## Begin Material for this task

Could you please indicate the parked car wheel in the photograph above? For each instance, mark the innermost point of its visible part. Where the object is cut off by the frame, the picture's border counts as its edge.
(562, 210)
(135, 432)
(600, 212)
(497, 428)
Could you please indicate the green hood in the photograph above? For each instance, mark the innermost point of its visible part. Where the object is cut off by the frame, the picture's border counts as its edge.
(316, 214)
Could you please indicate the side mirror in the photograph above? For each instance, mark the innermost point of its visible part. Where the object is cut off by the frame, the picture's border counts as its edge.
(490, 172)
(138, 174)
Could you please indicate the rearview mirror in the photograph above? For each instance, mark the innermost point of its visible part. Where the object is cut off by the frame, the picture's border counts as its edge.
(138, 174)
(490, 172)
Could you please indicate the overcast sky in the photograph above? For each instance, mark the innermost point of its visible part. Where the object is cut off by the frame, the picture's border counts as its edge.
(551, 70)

## End Material for this task

Exercise goal: Put the material above into a Markdown table with the columns No. and Line, numbering each line in order and leaving out blank lines.

The result:
| No. | Line |
|---|---|
| 1 | Could you please indicate the parked car wheel in the photograph above? For each instance, mark the innermost point of its visible part. Where the object is cut off by the frame, the picture's border counts as its edge. |
| 2 | (562, 210) |
| 3 | (135, 432) |
| 4 | (600, 212) |
| 5 | (497, 428) |
| 6 | Could you please indicate the green hood in the photograph above? For each instance, mark the innermost point of its visible part. Where the object is cut off by the frame, the picture's border counts as its edge. |
| 7 | (316, 214) |
| 8 | Could you please indicate the side mirror in the photograph above? For each instance, mark the innermost point of its visible part. Where the object is cut off by the frame, the picture's border counts as its edge. |
| 9 | (490, 172) |
| 10 | (138, 174) |
| 11 | Could you please indicate the rearview mirror in the photograph above? For each instance, mark the innermost point of its visible part. Where the object is cut off by the frame, the picture's border counts as its edge. |
| 12 | (138, 174) |
| 13 | (490, 172) |
| 14 | Could you please indicate the overcast sky in the photograph above? For each instance, mark the innermost point of its visible part. Where the object is cut off by the frame, the picture's border counts as its edge. |
| 15 | (551, 70) |